### GIVEN EXERCISE
Locate every line in the three blocks below that contains the word "wooden" and copy each one. Case counts.

### STORED DATA

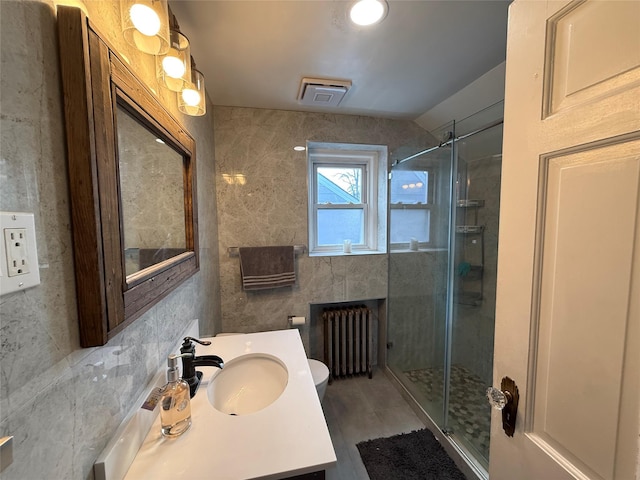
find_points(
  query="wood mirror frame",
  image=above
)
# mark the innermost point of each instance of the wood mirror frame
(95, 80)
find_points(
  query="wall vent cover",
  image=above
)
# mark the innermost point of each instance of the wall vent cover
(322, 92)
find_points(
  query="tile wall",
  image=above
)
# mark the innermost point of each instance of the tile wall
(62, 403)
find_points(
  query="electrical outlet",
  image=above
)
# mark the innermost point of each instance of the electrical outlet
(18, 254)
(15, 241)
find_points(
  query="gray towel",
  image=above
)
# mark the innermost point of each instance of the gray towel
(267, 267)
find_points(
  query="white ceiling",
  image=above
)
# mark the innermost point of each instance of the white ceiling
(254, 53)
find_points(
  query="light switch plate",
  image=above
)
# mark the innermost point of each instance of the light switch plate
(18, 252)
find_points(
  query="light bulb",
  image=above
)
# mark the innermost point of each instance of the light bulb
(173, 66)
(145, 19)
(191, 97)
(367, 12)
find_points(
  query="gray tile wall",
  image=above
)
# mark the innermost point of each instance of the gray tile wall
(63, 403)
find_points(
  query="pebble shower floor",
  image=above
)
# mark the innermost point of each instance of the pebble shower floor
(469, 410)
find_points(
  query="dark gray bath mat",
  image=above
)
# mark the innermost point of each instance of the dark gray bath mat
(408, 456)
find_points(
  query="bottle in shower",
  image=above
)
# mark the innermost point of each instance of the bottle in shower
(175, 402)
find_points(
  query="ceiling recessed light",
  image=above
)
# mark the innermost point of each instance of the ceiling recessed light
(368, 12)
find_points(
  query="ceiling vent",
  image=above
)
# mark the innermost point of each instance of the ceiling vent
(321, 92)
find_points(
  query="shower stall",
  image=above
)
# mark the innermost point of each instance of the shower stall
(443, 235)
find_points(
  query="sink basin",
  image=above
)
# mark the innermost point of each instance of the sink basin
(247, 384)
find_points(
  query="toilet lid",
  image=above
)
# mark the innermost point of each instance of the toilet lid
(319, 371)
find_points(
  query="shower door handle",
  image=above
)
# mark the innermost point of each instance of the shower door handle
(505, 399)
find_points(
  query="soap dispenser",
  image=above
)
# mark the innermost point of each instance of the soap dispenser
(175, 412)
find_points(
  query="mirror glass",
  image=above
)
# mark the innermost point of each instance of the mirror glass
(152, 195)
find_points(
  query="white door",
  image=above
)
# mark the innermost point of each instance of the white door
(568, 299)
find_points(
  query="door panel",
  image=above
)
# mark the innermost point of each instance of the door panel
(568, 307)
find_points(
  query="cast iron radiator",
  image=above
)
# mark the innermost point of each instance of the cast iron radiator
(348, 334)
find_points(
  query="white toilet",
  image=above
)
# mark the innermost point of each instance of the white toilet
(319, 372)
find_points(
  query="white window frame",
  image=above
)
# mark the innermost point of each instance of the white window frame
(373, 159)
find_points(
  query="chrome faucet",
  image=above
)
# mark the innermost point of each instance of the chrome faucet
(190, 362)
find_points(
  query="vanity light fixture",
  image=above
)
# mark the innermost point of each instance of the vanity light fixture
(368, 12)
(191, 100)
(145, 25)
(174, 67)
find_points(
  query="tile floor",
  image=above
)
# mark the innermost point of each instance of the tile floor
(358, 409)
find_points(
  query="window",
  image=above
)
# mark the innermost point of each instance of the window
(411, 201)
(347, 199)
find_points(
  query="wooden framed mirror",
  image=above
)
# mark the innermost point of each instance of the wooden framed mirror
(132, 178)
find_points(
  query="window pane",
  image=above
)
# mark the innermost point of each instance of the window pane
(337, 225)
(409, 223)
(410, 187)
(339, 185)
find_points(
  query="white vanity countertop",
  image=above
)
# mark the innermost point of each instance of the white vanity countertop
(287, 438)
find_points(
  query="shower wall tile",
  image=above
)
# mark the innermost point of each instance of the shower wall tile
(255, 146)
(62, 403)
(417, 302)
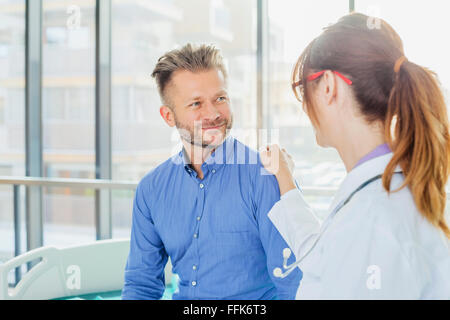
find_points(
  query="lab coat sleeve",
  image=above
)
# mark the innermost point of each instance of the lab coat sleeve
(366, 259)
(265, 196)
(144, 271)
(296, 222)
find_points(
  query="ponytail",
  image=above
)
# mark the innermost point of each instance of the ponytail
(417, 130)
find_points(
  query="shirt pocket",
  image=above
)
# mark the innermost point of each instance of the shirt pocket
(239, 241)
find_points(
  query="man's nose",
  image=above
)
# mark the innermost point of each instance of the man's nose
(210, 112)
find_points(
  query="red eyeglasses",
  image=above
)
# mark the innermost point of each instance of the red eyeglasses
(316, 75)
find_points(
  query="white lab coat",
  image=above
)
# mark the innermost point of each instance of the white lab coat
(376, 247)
---
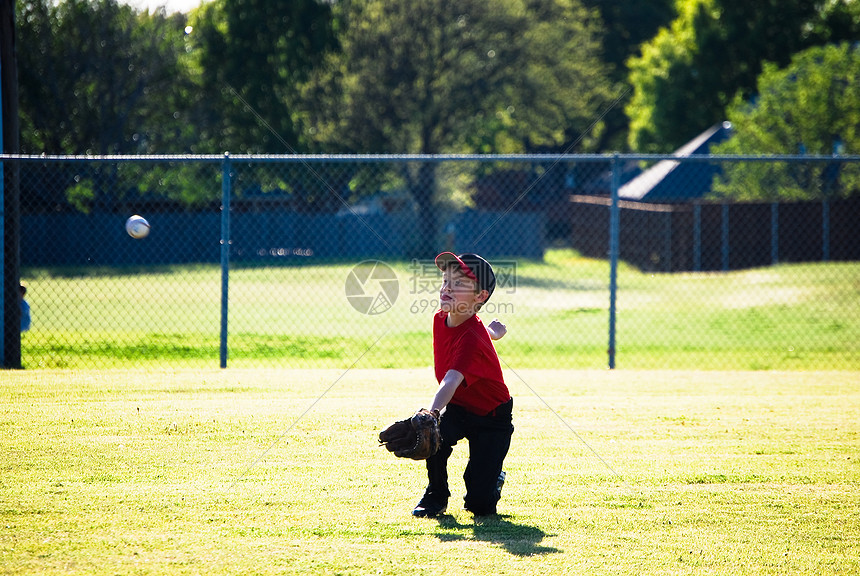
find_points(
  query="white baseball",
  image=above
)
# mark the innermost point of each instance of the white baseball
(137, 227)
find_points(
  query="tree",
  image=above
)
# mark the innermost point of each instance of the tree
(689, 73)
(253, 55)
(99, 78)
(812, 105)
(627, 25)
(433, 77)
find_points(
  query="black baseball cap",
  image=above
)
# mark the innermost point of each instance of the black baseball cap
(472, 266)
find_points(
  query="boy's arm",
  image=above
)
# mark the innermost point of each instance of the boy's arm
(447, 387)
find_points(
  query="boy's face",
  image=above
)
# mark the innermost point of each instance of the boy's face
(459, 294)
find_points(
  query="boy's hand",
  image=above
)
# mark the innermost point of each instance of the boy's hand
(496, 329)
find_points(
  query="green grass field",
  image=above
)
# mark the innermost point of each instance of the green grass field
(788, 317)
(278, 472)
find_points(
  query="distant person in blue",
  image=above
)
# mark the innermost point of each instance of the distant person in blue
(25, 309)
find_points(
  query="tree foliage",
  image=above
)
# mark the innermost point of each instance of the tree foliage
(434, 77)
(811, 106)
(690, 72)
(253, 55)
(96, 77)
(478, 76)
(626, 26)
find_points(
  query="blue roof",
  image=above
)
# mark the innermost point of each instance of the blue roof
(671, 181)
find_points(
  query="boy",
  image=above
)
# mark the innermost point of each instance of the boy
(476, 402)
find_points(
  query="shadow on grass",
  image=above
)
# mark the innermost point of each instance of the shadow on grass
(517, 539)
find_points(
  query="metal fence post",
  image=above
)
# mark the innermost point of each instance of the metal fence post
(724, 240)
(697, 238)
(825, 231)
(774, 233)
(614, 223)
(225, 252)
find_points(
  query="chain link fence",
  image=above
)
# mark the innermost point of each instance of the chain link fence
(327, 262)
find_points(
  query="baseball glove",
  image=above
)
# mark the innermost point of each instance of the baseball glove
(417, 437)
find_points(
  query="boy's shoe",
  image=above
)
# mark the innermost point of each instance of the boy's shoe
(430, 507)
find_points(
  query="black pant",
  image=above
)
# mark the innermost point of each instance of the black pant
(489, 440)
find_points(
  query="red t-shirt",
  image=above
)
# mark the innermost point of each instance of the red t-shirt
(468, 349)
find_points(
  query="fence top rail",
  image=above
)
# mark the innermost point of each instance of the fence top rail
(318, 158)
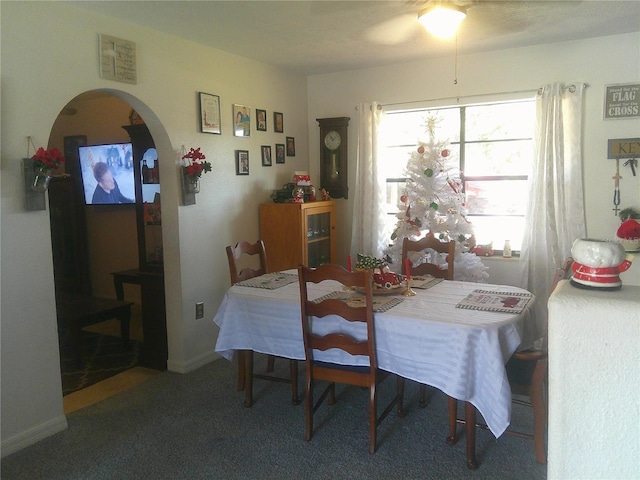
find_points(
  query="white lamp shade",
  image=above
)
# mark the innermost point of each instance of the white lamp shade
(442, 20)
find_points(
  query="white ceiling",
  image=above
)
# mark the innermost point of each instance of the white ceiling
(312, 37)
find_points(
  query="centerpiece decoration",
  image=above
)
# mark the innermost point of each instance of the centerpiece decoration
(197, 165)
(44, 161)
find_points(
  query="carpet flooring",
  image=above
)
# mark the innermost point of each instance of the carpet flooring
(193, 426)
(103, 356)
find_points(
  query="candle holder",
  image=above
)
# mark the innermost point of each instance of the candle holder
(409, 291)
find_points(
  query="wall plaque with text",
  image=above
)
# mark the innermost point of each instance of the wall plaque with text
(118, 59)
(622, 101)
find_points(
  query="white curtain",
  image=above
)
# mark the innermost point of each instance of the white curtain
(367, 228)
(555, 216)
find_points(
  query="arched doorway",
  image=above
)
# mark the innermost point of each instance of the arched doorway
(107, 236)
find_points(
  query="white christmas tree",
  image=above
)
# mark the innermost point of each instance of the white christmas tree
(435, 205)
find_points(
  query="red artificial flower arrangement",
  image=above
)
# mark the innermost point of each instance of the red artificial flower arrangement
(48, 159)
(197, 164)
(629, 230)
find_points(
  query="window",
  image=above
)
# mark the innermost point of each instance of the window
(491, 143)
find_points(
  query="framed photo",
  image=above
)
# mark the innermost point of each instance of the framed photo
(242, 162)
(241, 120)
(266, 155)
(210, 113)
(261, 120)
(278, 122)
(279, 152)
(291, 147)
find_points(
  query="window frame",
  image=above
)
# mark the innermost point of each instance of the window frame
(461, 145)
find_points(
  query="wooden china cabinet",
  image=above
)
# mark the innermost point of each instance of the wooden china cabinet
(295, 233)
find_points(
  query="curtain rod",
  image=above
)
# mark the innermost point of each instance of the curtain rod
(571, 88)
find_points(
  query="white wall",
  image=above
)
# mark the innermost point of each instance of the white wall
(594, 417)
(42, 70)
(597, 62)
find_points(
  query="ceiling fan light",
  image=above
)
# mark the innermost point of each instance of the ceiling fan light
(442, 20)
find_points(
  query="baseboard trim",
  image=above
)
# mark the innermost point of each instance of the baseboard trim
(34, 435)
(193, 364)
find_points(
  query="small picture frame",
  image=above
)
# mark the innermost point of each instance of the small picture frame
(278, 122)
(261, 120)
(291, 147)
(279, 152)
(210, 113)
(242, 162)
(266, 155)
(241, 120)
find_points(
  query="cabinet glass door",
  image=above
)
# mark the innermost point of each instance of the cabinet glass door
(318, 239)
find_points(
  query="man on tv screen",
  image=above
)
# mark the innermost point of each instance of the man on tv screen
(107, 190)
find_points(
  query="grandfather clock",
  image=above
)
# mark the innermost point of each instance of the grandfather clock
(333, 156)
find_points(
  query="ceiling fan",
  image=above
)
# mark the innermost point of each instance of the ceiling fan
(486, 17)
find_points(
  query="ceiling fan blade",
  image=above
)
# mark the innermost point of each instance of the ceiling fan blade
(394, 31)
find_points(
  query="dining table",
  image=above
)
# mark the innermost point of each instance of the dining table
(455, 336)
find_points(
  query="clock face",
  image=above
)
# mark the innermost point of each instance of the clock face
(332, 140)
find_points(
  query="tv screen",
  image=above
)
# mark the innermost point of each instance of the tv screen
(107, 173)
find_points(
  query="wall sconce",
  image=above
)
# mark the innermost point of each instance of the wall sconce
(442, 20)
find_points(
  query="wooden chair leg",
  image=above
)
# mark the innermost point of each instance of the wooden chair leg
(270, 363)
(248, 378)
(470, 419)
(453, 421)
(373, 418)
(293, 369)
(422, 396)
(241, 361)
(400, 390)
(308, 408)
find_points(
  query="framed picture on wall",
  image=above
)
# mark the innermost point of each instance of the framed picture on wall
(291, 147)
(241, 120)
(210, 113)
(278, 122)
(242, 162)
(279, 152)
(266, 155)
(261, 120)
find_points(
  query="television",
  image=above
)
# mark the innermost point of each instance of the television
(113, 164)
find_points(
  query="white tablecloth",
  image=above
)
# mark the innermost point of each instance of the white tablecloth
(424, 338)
...
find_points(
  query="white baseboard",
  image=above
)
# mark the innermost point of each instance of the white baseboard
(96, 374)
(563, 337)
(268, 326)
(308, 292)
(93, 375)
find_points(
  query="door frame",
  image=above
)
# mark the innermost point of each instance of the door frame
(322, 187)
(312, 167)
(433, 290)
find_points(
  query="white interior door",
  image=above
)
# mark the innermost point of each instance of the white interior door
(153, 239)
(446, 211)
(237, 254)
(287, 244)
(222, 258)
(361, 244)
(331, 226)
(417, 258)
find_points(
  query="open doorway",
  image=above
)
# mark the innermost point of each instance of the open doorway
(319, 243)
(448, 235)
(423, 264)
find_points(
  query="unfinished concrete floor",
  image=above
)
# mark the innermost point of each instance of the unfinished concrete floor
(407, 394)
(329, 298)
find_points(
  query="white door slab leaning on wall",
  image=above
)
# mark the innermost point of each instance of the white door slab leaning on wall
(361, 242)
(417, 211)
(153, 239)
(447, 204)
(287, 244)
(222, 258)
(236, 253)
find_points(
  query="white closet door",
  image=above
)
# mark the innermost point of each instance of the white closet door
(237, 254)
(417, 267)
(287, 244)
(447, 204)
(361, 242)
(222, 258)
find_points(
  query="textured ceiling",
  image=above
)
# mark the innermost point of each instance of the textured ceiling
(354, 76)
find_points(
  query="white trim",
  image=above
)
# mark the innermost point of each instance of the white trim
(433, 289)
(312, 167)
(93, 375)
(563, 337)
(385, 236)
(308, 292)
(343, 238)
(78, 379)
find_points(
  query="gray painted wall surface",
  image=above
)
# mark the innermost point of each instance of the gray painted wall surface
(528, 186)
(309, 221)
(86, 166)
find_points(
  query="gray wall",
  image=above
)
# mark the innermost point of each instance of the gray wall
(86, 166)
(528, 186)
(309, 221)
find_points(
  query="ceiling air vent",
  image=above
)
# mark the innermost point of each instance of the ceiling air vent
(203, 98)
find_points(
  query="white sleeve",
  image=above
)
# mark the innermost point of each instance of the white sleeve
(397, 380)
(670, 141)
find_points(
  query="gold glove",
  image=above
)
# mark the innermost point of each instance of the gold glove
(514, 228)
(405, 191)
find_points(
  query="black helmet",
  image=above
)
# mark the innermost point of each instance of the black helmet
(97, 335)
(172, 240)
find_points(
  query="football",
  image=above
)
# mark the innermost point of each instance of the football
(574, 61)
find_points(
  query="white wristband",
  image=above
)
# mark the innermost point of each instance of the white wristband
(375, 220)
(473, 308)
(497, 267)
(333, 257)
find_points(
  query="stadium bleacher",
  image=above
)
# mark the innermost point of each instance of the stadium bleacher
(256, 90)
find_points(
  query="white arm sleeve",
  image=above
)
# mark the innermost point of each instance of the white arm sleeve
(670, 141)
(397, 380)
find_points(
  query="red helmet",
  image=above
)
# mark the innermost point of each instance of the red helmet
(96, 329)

### OUTPUT FOR THIS EXERCISE
  query="wooden framed mirror",
# mark the innermost point of each instance of the wooden framed mirror
  query="wooden china cabinet",
# mark the innermost point of each instance of the wooden china cabinet
  query="wooden chair leg",
# mark the innermost point of each instance of the wooden chair leg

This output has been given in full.